— Exercise passage —
+ + + + +

Character: Genetically the father of Cabernet Sauvignon, but softer, lighter, crispier. When fully ripened, it can develop very elegant, deep fruity aromas. In Hungary it is almost always aged in barrel, usually in new barrique to make a complex, concentrated wine with long finish and considerable ageing potential.
Regions: The king of Bordeaux – and the world’s most planted black grape – is grown all over Hungary, even if it does not ripen fully in some northern regions.
Character: Dark colour, intense nose with black currant, blueberry and when barrel aged it develops toasty, nutty notes. High in acidity and alcohol, and this latter one is an issue nowadays since high alcohol is often despised. Winemakers try to balance between ripeness and high alcohol with more or less success.
Regions: Kadarka is grown almost all over the country. It has significant vineyards in the Great Hungarian Plain, where Kunság, Csongrád and Hajós–Baja wine regions are situated. Kadarka is most important in Szekszárd and Eger, the two wine regions where the famous blend, Bikavér (Bull’s Blood) is made, and Kadarka is usually one component of the blend. Total plantings of Kadarka account for less than 700 hectares.

+ + + + +

— Information provided —
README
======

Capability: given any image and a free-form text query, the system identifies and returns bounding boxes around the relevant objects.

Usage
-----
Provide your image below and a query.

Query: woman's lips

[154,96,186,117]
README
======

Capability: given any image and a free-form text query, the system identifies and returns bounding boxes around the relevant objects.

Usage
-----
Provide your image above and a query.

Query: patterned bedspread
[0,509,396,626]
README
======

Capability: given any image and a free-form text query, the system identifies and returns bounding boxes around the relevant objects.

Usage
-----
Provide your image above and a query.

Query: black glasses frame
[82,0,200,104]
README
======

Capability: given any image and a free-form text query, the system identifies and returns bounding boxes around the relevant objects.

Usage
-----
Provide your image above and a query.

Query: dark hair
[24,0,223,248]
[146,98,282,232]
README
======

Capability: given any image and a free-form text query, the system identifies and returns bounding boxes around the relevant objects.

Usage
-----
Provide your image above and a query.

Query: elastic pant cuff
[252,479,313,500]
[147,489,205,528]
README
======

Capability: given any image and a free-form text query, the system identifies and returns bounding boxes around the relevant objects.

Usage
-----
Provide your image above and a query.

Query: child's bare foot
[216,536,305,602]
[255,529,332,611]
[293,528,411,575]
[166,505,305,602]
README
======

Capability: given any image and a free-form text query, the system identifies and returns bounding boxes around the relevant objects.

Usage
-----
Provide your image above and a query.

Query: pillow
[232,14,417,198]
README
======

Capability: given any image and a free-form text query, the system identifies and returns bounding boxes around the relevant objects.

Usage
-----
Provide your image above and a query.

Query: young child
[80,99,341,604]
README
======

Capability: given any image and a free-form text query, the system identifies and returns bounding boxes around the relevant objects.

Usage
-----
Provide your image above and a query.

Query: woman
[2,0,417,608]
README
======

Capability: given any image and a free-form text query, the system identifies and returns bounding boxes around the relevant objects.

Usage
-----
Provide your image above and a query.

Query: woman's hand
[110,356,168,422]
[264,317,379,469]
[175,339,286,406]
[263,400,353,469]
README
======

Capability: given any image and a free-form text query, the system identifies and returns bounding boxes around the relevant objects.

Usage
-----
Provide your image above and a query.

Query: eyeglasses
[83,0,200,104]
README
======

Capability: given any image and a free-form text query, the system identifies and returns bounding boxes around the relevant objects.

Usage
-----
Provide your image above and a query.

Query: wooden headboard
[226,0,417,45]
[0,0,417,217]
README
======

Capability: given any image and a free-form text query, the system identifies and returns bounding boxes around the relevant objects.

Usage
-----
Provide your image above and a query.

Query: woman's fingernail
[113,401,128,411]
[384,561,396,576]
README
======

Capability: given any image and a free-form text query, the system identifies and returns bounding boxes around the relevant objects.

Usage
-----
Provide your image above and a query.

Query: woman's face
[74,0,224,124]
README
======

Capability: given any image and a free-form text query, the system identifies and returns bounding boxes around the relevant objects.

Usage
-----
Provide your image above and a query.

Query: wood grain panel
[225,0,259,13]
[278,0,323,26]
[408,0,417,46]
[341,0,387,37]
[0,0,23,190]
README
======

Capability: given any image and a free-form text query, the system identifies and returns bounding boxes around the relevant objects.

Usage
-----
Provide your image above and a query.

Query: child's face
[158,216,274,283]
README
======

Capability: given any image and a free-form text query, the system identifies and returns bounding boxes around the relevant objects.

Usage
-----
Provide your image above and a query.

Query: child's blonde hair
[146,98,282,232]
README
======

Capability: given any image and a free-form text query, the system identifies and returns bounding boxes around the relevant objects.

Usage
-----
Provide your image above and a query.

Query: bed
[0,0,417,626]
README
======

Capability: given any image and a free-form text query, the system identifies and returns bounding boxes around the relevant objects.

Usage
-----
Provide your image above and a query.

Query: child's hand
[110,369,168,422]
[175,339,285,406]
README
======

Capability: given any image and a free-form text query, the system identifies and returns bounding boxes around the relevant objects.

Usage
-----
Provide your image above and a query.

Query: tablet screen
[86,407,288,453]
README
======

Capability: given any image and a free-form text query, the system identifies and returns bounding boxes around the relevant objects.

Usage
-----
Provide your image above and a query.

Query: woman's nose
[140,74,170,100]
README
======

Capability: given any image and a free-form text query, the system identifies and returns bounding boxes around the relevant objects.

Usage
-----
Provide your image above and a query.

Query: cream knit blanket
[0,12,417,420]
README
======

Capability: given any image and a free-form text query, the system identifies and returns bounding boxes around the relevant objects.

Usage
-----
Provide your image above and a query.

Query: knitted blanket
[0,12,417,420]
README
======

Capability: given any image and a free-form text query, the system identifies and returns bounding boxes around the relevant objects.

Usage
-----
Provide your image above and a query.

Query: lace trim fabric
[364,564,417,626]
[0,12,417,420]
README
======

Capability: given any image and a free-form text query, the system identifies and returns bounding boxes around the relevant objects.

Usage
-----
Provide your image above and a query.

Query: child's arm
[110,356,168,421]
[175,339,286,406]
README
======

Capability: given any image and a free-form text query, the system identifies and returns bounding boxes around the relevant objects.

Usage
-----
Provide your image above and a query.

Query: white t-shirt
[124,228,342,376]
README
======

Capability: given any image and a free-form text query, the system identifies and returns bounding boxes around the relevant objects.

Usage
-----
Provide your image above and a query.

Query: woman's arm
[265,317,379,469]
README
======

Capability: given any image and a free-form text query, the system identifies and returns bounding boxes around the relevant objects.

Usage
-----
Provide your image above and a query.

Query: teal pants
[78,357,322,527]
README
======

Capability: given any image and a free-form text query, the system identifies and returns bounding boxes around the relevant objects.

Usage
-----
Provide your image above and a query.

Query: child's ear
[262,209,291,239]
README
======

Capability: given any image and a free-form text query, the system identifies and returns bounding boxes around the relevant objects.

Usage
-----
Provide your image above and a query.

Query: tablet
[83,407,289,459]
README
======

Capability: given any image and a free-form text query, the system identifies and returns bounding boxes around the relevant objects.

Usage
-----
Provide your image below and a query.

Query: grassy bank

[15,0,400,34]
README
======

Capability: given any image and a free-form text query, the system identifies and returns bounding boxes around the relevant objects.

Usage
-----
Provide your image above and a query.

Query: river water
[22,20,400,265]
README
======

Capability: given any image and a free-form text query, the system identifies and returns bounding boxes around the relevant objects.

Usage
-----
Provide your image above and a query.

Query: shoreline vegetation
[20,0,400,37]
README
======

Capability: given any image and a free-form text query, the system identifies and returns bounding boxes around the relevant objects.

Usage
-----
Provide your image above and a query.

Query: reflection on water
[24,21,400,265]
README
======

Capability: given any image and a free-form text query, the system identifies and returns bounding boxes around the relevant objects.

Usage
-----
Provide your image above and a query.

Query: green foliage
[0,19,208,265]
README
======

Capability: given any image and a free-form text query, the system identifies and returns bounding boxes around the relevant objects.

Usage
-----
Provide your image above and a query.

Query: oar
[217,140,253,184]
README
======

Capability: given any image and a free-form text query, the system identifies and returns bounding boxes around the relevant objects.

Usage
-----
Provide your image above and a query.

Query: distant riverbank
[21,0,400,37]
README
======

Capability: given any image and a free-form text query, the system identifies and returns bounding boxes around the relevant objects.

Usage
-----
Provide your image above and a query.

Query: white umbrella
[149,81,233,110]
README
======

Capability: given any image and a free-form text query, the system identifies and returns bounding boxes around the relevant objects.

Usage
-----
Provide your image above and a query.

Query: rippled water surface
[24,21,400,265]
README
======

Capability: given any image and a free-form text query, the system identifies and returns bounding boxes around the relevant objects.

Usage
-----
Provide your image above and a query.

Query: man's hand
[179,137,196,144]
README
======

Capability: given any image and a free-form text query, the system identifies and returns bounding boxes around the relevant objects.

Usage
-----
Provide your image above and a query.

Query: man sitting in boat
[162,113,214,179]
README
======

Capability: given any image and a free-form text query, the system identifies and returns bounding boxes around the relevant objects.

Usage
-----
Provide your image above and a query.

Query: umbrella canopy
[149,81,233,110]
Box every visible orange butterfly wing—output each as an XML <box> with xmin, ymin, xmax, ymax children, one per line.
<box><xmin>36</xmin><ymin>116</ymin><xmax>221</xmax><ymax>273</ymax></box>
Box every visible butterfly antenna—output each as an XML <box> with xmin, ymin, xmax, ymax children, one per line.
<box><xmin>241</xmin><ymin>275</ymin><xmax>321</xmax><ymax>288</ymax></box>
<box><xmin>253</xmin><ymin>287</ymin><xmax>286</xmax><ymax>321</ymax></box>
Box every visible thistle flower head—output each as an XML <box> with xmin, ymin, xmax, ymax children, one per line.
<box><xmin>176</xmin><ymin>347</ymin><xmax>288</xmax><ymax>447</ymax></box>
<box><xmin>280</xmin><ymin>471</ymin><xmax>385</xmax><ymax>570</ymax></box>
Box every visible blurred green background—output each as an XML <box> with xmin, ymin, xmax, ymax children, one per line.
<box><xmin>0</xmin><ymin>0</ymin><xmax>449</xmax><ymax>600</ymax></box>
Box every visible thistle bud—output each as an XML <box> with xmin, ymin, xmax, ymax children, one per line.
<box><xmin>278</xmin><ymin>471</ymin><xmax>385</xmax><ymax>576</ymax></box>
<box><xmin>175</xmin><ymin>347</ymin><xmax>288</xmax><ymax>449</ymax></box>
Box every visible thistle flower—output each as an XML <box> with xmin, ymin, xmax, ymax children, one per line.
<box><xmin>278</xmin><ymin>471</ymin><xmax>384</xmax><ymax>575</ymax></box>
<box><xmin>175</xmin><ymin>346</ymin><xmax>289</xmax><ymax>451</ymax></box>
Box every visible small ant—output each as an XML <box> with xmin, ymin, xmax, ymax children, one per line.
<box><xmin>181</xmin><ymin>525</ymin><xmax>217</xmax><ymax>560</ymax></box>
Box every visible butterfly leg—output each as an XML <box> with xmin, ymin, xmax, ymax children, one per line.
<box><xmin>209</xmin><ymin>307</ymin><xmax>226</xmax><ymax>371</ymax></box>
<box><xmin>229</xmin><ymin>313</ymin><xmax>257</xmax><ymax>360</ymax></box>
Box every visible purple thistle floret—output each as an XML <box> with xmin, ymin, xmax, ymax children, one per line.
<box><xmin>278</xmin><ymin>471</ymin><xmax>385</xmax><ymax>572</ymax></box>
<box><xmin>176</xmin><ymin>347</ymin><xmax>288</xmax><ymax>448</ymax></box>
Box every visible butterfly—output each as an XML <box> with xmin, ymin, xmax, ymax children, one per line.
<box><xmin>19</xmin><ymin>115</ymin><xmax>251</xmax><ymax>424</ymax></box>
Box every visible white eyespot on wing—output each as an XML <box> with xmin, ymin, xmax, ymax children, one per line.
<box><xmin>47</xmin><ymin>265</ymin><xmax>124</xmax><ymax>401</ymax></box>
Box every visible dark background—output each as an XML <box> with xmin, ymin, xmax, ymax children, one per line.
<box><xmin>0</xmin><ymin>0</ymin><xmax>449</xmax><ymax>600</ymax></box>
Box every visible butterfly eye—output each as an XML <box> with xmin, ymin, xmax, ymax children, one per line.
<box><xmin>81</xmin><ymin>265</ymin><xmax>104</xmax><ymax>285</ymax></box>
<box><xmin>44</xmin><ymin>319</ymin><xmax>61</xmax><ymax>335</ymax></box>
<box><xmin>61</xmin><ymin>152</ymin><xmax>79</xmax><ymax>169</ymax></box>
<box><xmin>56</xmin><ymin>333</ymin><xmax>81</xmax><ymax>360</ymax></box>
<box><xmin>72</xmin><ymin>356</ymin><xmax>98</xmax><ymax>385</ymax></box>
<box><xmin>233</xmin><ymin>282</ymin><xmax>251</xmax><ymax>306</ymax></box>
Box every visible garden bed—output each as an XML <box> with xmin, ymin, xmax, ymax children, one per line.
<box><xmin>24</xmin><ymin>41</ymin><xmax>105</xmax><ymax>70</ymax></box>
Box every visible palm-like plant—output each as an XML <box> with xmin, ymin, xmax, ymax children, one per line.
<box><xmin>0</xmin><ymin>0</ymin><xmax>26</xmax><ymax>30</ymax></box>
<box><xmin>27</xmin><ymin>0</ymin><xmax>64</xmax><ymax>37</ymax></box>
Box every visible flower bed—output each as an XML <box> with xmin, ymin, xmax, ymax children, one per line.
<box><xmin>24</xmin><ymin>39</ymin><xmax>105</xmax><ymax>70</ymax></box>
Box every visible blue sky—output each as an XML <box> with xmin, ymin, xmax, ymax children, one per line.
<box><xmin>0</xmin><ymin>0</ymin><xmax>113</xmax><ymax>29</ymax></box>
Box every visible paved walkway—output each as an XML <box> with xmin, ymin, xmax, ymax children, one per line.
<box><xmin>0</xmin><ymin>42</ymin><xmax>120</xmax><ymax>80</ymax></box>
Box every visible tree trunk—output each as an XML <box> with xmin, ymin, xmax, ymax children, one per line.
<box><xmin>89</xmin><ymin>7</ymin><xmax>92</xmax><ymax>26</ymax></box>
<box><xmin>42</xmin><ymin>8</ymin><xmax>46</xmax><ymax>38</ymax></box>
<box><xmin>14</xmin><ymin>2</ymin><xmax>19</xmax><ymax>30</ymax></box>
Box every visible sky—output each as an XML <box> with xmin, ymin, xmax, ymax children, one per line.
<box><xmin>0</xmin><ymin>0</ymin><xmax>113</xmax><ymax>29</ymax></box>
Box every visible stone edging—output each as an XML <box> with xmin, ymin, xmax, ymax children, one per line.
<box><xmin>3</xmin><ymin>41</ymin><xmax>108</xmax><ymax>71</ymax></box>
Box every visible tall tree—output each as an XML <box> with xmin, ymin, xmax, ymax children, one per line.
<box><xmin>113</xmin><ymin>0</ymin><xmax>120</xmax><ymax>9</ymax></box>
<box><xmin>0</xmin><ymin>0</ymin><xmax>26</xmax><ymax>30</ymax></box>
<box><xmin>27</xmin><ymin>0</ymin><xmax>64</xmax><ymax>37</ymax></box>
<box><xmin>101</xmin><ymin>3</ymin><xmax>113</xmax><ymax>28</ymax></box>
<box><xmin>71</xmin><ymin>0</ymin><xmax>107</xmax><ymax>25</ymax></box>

+ + + + +

— Exercise description —
Rewrite the stretch of the wine-grape text from "Character: Genetically the" through "some northern regions.", changing "barrique" to "oak cask".

— Solution to this task —
Character: Genetically the father of Cabernet Sauvignon, but softer, lighter, crispier. When fully ripened, it can develop very elegant, deep fruity aromas. In Hungary it is almost always aged in barrel, usually in new oak cask to make a complex, concentrated wine with long finish and considerable ageing potential.
Regions: The king of Bordeaux – and the world’s most planted black grape – is grown all over Hungary, even if it does not ripen fully in some northern regions.